● **Document excerpt**
Start of Block

Scientific classification
- Kingdom: Plantae
- Clade: Embryophytes
- Clade: Tracheophytes
- Clade: Spermatophytes
- Clade: Angiosperms
- Clade: Eudicots
- Clade: Rosids
- Order: Fabales
- Family: Fabaceae
- Subfamily: Caesalpinioideae
- Clade: Mimosoid clade
- Genus: Acacia
- Species: A. armillata
- Binomial name: Acacia armillata Pedley
- Synonyms: Acacia sp. 'Lakeland Downs' (J.R.Clarkson 6291); Racosperma armillatum Pedley;

= Acacia armillata =

- Genus: Acacia
- Species: armillata
- Authority: Pedley
- Conservation status: LC
- Synonyms: Acacia sp. 'Lakeland Downs' (J.R.Clarkson 6291), Racosperma armillatum Pedley

Species of legume

Acacia armillata is a species of flowering plant in the family Fabaceae and is endemic to north Queensland. It is a tree with rough bark at the base of the trunk, narrowly elliptic to lance-shaped phyllodes, pale yellow flowers arranged in head of 20 to 30, and thin, leathery pods up to 100 mm long.

==Description==
Acacia armillata is a tree that typically grows to a height of up to 8 m and has pendulous branches. It has rough grey bark at the base of the trunk, smooth and more mottled above. Its phyllodes are mostly narrowly elliptic to lance-shaped, straight to slightly curved, mostly 75–150 mm long and 5–20 mm wide. The phyllodes are thinly leathery, glabrous with a gland 1–2 mm from the base. The flowers are borne in one or two spherical heads in axils on peduncles 3–12 mm long. The heads are spherical, 3.5–4.0 mm long with 20 to 30 pale yellow flowers. Flowering occurs from about December to March and the pods are up to 100 mm long and 6–11 mm wide and constricted between the seeds. The seeds are oblong, dark brown, about 5 mm long and 3 mm wide.

End of Block

● **What you will do**
- a) List every name marked "Clade" in the scientific classification of the Acacia armillata text.
- b) Carry on the Acacia armillata text from its last sentence.

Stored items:
Start of Block

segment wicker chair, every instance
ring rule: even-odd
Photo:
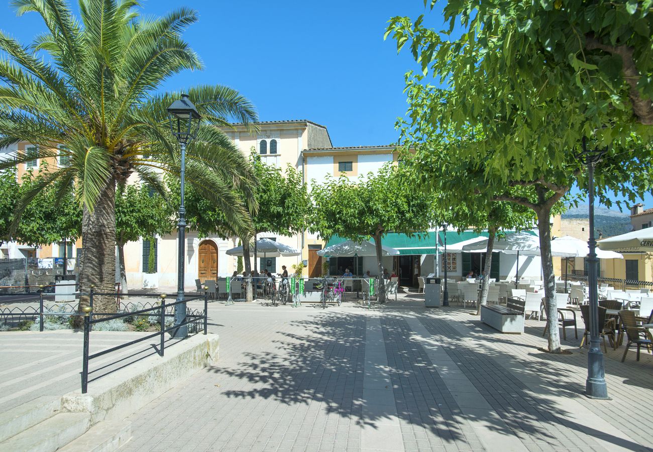
[[[601,300],[599,302],[599,306],[605,309],[616,309],[620,311],[621,308],[624,307],[624,303],[617,300]]]
[[[611,308],[610,308],[611,309]],[[603,349],[605,353],[608,352],[607,346],[605,344],[605,336],[607,336],[610,340],[610,345],[613,349],[616,349],[616,336],[614,336],[615,320],[614,319],[605,319],[606,308],[603,306],[599,306],[599,325],[603,325],[599,336],[603,339]],[[587,337],[590,335],[590,305],[581,305],[581,317],[582,317],[582,323],[585,324],[585,332],[582,333],[582,339],[581,340],[580,348],[582,348],[582,344],[585,343]],[[588,340],[589,344],[589,340]],[[589,346],[589,345],[588,345]]]
[[[646,329],[637,326],[637,318],[635,316],[635,313],[628,310],[624,310],[619,312],[619,317],[621,317],[622,325],[626,330],[626,336],[628,337],[628,342],[626,344],[626,349],[624,350],[624,356],[622,357],[621,362],[626,361],[626,355],[628,353],[628,348],[632,344],[637,346],[637,361],[639,361],[639,349],[642,346],[646,346],[647,349],[653,347],[653,339],[651,338],[650,333]]]

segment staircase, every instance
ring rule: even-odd
[[[124,421],[91,426],[88,413],[61,411],[61,397],[44,396],[0,414],[0,452],[101,452],[129,440]]]

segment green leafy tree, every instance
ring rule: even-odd
[[[161,173],[180,172],[178,144],[169,131],[166,108],[181,93],[161,89],[172,76],[202,69],[182,38],[197,14],[181,8],[141,19],[136,0],[80,0],[78,17],[61,1],[16,4],[19,15],[37,13],[47,31],[29,46],[0,33],[5,56],[0,61],[0,146],[24,140],[37,150],[29,155],[16,153],[0,169],[55,157],[59,151],[53,144],[63,145],[67,163],[44,174],[18,208],[22,210],[47,186],[61,195],[74,187],[83,210],[81,290],[94,284],[111,292],[116,186],[135,174],[163,194]],[[186,180],[223,208],[230,223],[246,228],[247,212],[234,189],[249,195],[251,166],[216,126],[234,118],[253,127],[254,108],[224,86],[200,86],[185,92],[202,116],[187,149]],[[103,312],[116,309],[110,297],[97,297],[95,303]]]
[[[315,182],[313,181],[315,184]],[[358,180],[328,178],[311,190],[313,208],[309,230],[328,240],[338,234],[353,240],[374,239],[379,277],[383,274],[381,242],[388,232],[409,236],[434,224],[432,200],[415,190],[409,173],[386,164]],[[379,301],[385,286],[379,285]]]
[[[523,6],[505,3],[517,9]],[[451,2],[449,6],[453,11],[464,5],[471,3]],[[447,17],[453,18],[452,24],[458,18],[449,12]],[[608,191],[634,199],[649,186],[650,127],[637,121],[628,108],[599,108],[584,96],[565,92],[568,85],[553,74],[566,71],[568,59],[561,63],[556,57],[538,57],[525,41],[516,43],[510,30],[522,24],[505,19],[503,10],[471,8],[460,17],[466,27],[473,22],[473,29],[452,40],[425,28],[421,18],[414,23],[407,18],[391,21],[389,33],[394,31],[399,48],[409,43],[424,74],[432,73],[447,85],[440,89],[425,83],[424,76],[407,74],[410,127],[426,137],[434,129],[456,135],[472,127],[482,133],[483,139],[458,150],[458,158],[481,169],[482,183],[493,201],[518,204],[537,215],[545,306],[547,312],[555,312],[549,219],[574,184],[586,186],[579,156],[581,141],[589,138],[592,148],[605,148],[596,167],[597,194],[609,205],[604,196]],[[538,58],[547,61],[535,61]],[[532,74],[539,69],[550,71],[552,78],[535,83],[537,78]],[[554,315],[547,319],[549,349],[559,353]]]
[[[173,212],[168,200],[146,185],[128,185],[116,193],[116,245],[122,292],[128,294],[125,245],[140,238],[164,235],[172,231]],[[151,250],[151,246],[150,250]],[[148,268],[154,268],[153,261]]]

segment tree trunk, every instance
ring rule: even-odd
[[[252,296],[251,286],[251,261],[249,260],[249,240],[244,239],[243,242],[243,259],[245,261],[245,273],[247,277],[245,278],[245,301],[251,303],[253,300]]]
[[[558,329],[558,305],[556,302],[556,275],[553,272],[551,257],[551,228],[549,221],[550,208],[542,208],[537,214],[537,229],[539,231],[539,248],[544,276],[544,306],[547,314],[547,329],[549,332],[549,351],[560,353],[560,334]]]
[[[494,250],[494,237],[496,236],[496,229],[488,229],[488,249],[485,252],[485,266],[483,267],[483,282],[481,286],[481,299],[479,300],[478,309],[476,315],[481,315],[481,306],[487,304],[488,292],[490,291],[490,272],[492,270],[492,254]]]
[[[377,285],[379,303],[385,302],[385,280],[383,279],[383,250],[381,248],[381,232],[374,234],[374,246],[376,248],[376,260],[379,265],[379,283]]]
[[[129,298],[129,291],[127,287],[127,272],[125,270],[125,242],[122,238],[116,242],[118,247],[118,265],[120,267],[120,298]]]
[[[80,291],[88,293],[116,291],[116,181],[110,178],[95,203],[93,212],[84,208],[82,242],[84,250],[80,268]],[[116,297],[93,297],[93,311],[116,311]]]

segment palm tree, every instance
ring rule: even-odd
[[[35,12],[48,32],[25,46],[0,32],[0,146],[25,140],[37,153],[16,152],[8,168],[35,158],[66,154],[63,167],[46,170],[17,210],[54,185],[73,191],[84,215],[81,290],[113,292],[116,186],[131,178],[165,193],[161,176],[179,172],[178,146],[166,107],[180,92],[157,90],[171,76],[199,70],[197,55],[181,38],[197,19],[181,8],[141,18],[136,0],[79,0],[79,17],[62,0],[14,0],[18,15]],[[41,56],[44,57],[42,57]],[[251,229],[245,201],[255,204],[256,178],[247,159],[216,126],[232,118],[255,129],[252,104],[231,88],[186,90],[202,115],[187,149],[187,180],[225,212],[234,229]],[[61,146],[61,150],[56,149]],[[109,297],[96,310],[115,310]]]

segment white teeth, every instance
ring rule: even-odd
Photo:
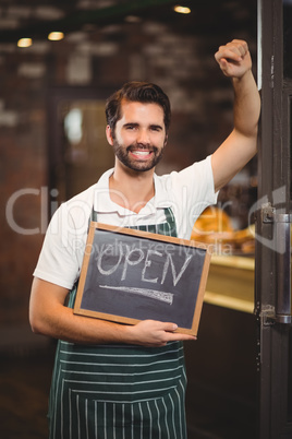
[[[149,151],[133,151],[133,154],[141,155],[144,157],[149,154]]]

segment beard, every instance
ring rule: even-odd
[[[136,149],[147,150],[151,152],[151,157],[148,161],[143,161],[138,158],[131,157],[131,151],[135,151]],[[126,147],[122,146],[117,139],[113,139],[113,152],[117,158],[129,169],[137,170],[137,171],[146,171],[153,169],[162,158],[163,147],[158,149],[157,146],[142,146],[137,144],[131,144]]]

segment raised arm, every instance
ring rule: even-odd
[[[247,44],[233,39],[215,55],[234,88],[234,129],[212,154],[215,190],[230,181],[256,154],[260,98],[252,73]]]
[[[81,344],[163,346],[173,340],[195,340],[192,335],[174,333],[177,325],[173,323],[144,320],[126,325],[76,316],[64,306],[66,295],[66,288],[35,277],[29,304],[29,320],[35,333]]]

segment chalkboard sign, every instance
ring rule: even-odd
[[[74,312],[196,335],[209,263],[209,246],[92,222]]]

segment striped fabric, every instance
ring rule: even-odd
[[[163,224],[138,228],[175,236],[170,210],[166,217]],[[185,385],[181,342],[148,348],[59,341],[50,439],[185,439]]]

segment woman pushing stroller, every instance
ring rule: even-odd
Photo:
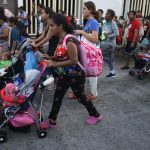
[[[53,105],[48,120],[41,123],[42,128],[52,128],[56,126],[57,116],[62,104],[63,97],[68,88],[71,87],[78,101],[84,105],[89,113],[86,120],[88,125],[94,125],[101,121],[102,116],[96,110],[91,101],[86,99],[84,93],[85,73],[77,65],[78,63],[78,41],[69,38],[66,42],[67,49],[62,47],[63,39],[67,34],[73,33],[72,26],[64,15],[54,14],[50,17],[50,31],[53,36],[59,38],[59,44],[54,57],[47,61],[48,67],[55,67],[60,72],[58,78]]]

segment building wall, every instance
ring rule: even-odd
[[[150,0],[124,0],[123,16],[130,10],[141,10],[143,16],[150,16]]]
[[[6,4],[3,4],[3,2],[7,2]],[[17,13],[17,0],[0,0],[0,6],[9,9],[12,13]]]
[[[23,0],[23,6],[28,14],[32,12],[32,4],[42,3],[46,7],[53,8],[54,11],[65,10],[67,15],[74,15],[80,19],[82,19],[82,6],[83,0]],[[28,30],[29,34],[36,35],[37,31],[37,20],[32,18],[31,16],[31,27]]]

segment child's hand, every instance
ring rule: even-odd
[[[54,64],[54,61],[52,61],[52,60],[47,61],[47,67],[52,67],[53,64]]]
[[[50,56],[49,56],[49,55],[47,55],[47,54],[43,54],[43,58],[49,59],[49,58],[50,58]]]

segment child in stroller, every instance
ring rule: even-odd
[[[47,135],[46,131],[40,127],[43,92],[41,92],[41,101],[38,104],[40,106],[39,113],[37,113],[38,108],[35,109],[32,104],[39,85],[45,80],[46,61],[42,60],[36,68],[29,69],[26,63],[24,65],[25,56],[28,55],[28,52],[31,52],[29,45],[28,40],[22,42],[16,62],[7,70],[3,69],[0,74],[2,100],[0,105],[0,143],[7,140],[7,133],[2,130],[5,125],[22,128],[36,124],[38,136],[44,138]],[[33,65],[30,67],[33,67]],[[24,68],[26,69],[25,73]],[[23,79],[25,80],[23,81]]]
[[[129,75],[137,75],[143,80],[144,75],[150,72],[150,40],[145,38],[140,44],[140,50],[134,52],[135,66],[129,71]]]

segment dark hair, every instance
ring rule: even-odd
[[[62,14],[64,15],[64,14],[66,14],[66,11],[64,10],[64,11],[62,11]]]
[[[52,19],[58,26],[63,25],[63,29],[66,33],[73,33],[73,27],[71,23],[67,21],[67,17],[64,15],[54,13],[52,16],[50,16],[50,19]]]
[[[129,13],[133,13],[134,16],[136,15],[136,11],[134,11],[134,10],[129,11],[128,14],[129,14]]]
[[[92,15],[94,16],[94,18],[98,20],[98,18],[99,18],[99,13],[96,11],[96,6],[95,6],[95,4],[94,4],[92,1],[88,1],[88,2],[85,2],[84,5],[85,5],[89,10],[91,10],[91,13],[92,13]]]
[[[5,14],[3,7],[0,7],[0,14],[1,14],[1,15],[4,15],[4,14]]]
[[[8,21],[9,21],[10,23],[14,23],[15,25],[17,25],[17,23],[18,23],[18,19],[15,18],[15,17],[10,17],[10,18],[8,18]]]
[[[136,12],[137,12],[137,13],[142,13],[142,11],[141,11],[141,10],[137,10]]]
[[[45,6],[43,4],[38,4],[38,7],[45,9]]]
[[[20,9],[20,10],[24,10],[24,7],[23,7],[23,6],[20,6],[19,9]]]
[[[44,8],[44,10],[45,10],[45,13],[46,13],[46,14],[49,14],[49,17],[54,14],[53,9],[50,8],[50,7],[46,7],[46,8]]]
[[[100,11],[102,14],[104,13],[104,11],[102,9],[98,9],[97,11]]]
[[[122,19],[122,20],[124,20],[124,17],[123,17],[123,16],[120,16],[120,17],[119,17],[119,19]]]
[[[112,9],[107,9],[107,13],[110,14],[111,17],[115,17],[115,12]]]
[[[5,15],[0,14],[0,19],[3,21],[7,21],[7,17]]]

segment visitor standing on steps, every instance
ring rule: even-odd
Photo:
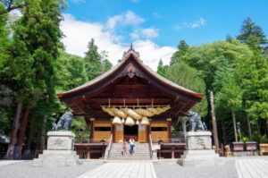
[[[127,145],[128,145],[128,142],[127,142],[126,139],[124,139],[123,143],[121,145],[121,147],[122,147],[121,155],[127,154]]]
[[[135,147],[135,140],[132,137],[130,139],[130,155],[132,156],[134,152],[134,147]]]

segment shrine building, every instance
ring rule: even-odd
[[[172,139],[172,125],[204,96],[160,76],[130,47],[116,66],[57,97],[84,116],[88,139],[147,143]]]

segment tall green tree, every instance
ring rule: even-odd
[[[11,76],[16,89],[17,117],[16,128],[13,130],[12,140],[15,140],[20,114],[23,109],[29,112],[42,101],[46,106],[43,117],[50,114],[55,101],[54,61],[58,57],[58,48],[62,47],[60,30],[61,10],[63,1],[27,0],[22,8],[23,16],[18,20],[13,32],[13,60],[10,60]],[[36,107],[36,109],[38,109]],[[25,115],[25,114],[24,114]],[[26,120],[26,121],[24,121]],[[28,116],[22,123],[27,123]],[[42,123],[42,121],[41,121]],[[26,127],[26,124],[24,125]],[[21,128],[18,140],[19,157],[24,140],[25,128]],[[13,158],[14,141],[11,141],[6,157]]]
[[[106,71],[109,71],[113,67],[113,64],[108,60],[108,52],[101,51],[100,55],[101,55],[101,64],[102,64],[102,73],[103,73]]]
[[[55,62],[55,71],[57,93],[70,90],[88,81],[83,58],[63,50]]]
[[[166,78],[172,81],[198,93],[205,93],[205,84],[198,72],[183,62],[176,63],[166,71]],[[203,100],[192,108],[200,116],[207,114],[207,100]]]
[[[243,90],[228,70],[222,79],[222,88],[215,97],[217,110],[228,110],[231,113],[235,140],[238,141],[236,112],[242,108]]]
[[[15,9],[21,9],[27,4],[25,0],[1,0],[0,4],[4,7],[0,8],[0,15],[8,13]]]
[[[97,52],[97,47],[95,45],[94,38],[91,38],[88,42],[88,51],[85,54],[85,69],[88,79],[90,81],[102,73],[102,58]]]
[[[186,54],[189,47],[185,40],[180,40],[177,48],[178,50],[172,56],[170,64],[171,65],[174,64],[177,62],[180,62],[180,58],[181,58]]]
[[[255,37],[252,38],[252,37]],[[252,45],[252,40],[255,40],[255,44],[259,47],[266,45],[267,39],[262,28],[256,25],[249,17],[247,18],[241,26],[240,34],[237,37],[241,43],[246,43],[249,47]]]
[[[163,77],[166,77],[166,68],[167,66],[164,66],[162,59],[160,59],[157,66],[157,73]]]

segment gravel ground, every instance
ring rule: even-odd
[[[214,167],[182,167],[176,163],[154,164],[157,178],[238,178],[234,160]]]
[[[75,178],[103,165],[84,163],[72,167],[33,167],[32,162],[22,162],[0,166],[2,178]]]

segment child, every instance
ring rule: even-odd
[[[127,142],[126,139],[124,139],[123,143],[121,145],[121,147],[122,147],[121,154],[122,155],[126,155],[127,154],[127,145],[128,145],[128,142]]]
[[[132,156],[134,152],[134,147],[135,147],[135,140],[132,137],[130,139],[130,155]]]

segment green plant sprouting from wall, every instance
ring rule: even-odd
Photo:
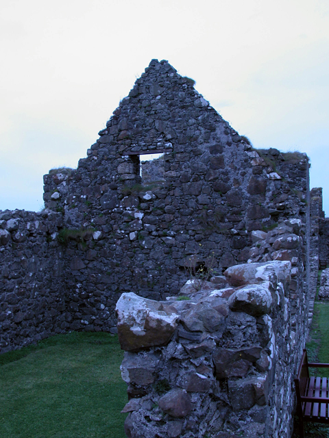
[[[90,236],[96,231],[95,228],[84,228],[82,227],[80,229],[63,228],[58,233],[57,240],[61,244],[66,244],[69,240],[75,240],[78,242],[83,242],[85,237]]]

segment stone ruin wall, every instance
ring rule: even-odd
[[[51,211],[0,212],[0,352],[62,331],[62,227]]]
[[[139,157],[150,153],[164,153],[162,180],[151,164],[141,179]],[[191,79],[153,60],[77,169],[52,170],[44,182],[45,212],[1,214],[1,352],[69,330],[116,333],[123,293],[164,300],[193,266],[218,276],[247,261],[297,257],[289,333],[299,339],[297,360],[309,282],[305,154],[254,150]],[[10,228],[17,218],[21,241]],[[275,227],[291,219],[301,221],[297,255],[296,248],[276,253],[266,239],[254,245],[255,231],[276,236]]]
[[[260,156],[167,62],[151,62],[106,125],[77,170],[45,176],[46,207],[64,213],[65,227],[98,233],[65,250],[81,328],[95,326],[95,287],[112,315],[124,292],[165,298],[184,284],[191,260],[220,274],[247,261],[252,230],[306,220],[307,157]],[[143,183],[139,155],[159,151],[164,181]],[[100,326],[114,325],[109,318]]]
[[[267,248],[265,261],[188,281],[178,297],[121,295],[129,438],[291,436],[307,338],[302,228],[292,219],[253,231],[252,260]]]

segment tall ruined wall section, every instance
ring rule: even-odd
[[[291,219],[254,231],[250,261],[261,262],[189,281],[180,296],[121,296],[129,438],[290,437],[308,331],[303,228]]]
[[[163,299],[191,266],[221,274],[247,261],[253,230],[306,222],[307,157],[253,150],[165,61],[150,63],[99,136],[77,170],[45,176],[47,208],[96,236],[64,248],[76,328],[95,327],[97,306],[97,326],[113,326],[122,292]],[[140,155],[159,152],[164,180],[143,181]]]
[[[52,211],[0,211],[0,352],[64,328],[62,224]]]

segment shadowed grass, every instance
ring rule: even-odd
[[[329,303],[315,302],[313,320],[306,344],[309,362],[329,363]],[[328,368],[310,368],[310,374],[329,377]],[[292,438],[297,438],[298,418],[295,417],[295,430]],[[329,426],[325,424],[304,424],[306,438],[329,438]]]
[[[59,335],[0,356],[1,438],[125,438],[117,337]]]

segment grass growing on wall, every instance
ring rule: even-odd
[[[73,332],[0,355],[1,438],[125,438],[117,337]]]

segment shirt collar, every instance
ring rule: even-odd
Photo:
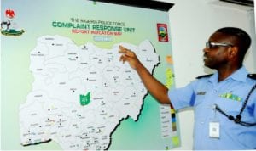
[[[247,69],[244,66],[242,66],[239,70],[237,70],[236,71],[235,71],[234,73],[232,73],[226,79],[233,79],[235,81],[245,82],[246,80],[247,80],[247,75],[248,75],[248,71],[247,70]],[[209,78],[209,81],[211,81],[212,83],[218,83],[218,73],[215,72]]]

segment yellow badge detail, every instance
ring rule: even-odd
[[[224,98],[228,98],[228,99],[231,99],[234,101],[241,101],[241,98],[240,98],[237,95],[232,94],[231,92],[226,92],[224,94],[220,94],[219,97]]]

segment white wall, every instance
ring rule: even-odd
[[[245,65],[250,72],[256,72],[253,8],[218,0],[158,1],[175,3],[169,16],[177,87],[185,86],[198,76],[212,72],[203,67],[202,49],[209,36],[224,26],[241,27],[251,35],[253,45]],[[193,110],[179,111],[177,115],[182,144],[175,149],[190,150],[193,148]]]

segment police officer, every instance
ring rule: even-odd
[[[242,62],[251,44],[243,30],[217,30],[206,43],[205,66],[217,71],[199,76],[184,87],[168,90],[142,64],[136,53],[122,46],[120,61],[127,61],[149,92],[176,110],[195,110],[194,149],[256,149],[256,75]]]

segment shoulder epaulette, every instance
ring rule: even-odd
[[[251,79],[256,80],[256,74],[248,74],[247,76]]]
[[[212,76],[212,75],[213,75],[213,74],[200,76],[197,76],[196,79],[201,79],[201,78],[203,78],[203,77],[209,77],[209,76]]]

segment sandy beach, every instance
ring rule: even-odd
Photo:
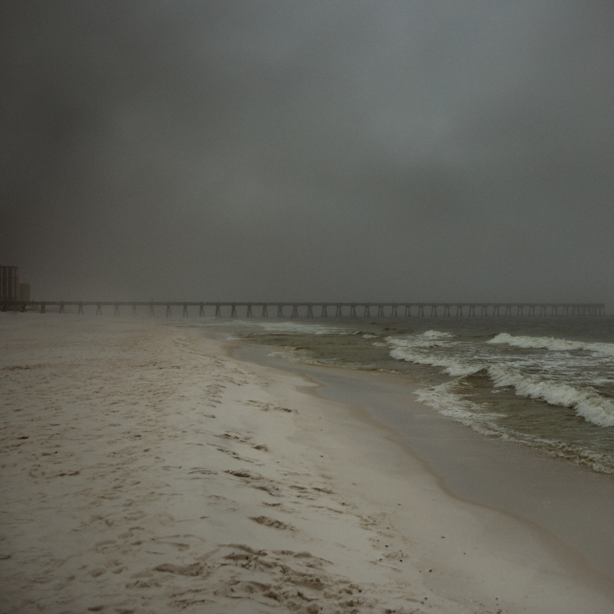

End of Block

● **Answers per task**
- a) Embryophytes, Tracheophytes, Spermatophytes, Angiosperms, Eudicots, Rosids, Mimosoid clade

- b)
==Taxonomy==
This species was first formally described in 1987 by Leslie Pedley who gave it the name Racosperma armillatum in the journal Austrobaileya from specimens collected near Mount Janet, about 11.5 km south-west of Lakeland Downs in 1986. In 1990, Pedley transferred to species to Acacia as A. armillata in a later edition of Austrobaileya.

==Distribution and habitat==
This species of Acacia has a disjunct distribution throughout far north Queensland and is found in three localities separated by great distances from each other on or near the Great Dividing Range on Cape York Peninsula. These are the area around Iron Range Mining, the area around Mount Janet and surrounding the junction of Walsh River and Price Creek where it is usually found as a part of Eucalyptus normantonensis or Eucalyptus cullenii woodland communities.

==Conservation status==
Acacia armillata is listed as of "least concern" under the Queensland Government Nature Conservation Act 1992.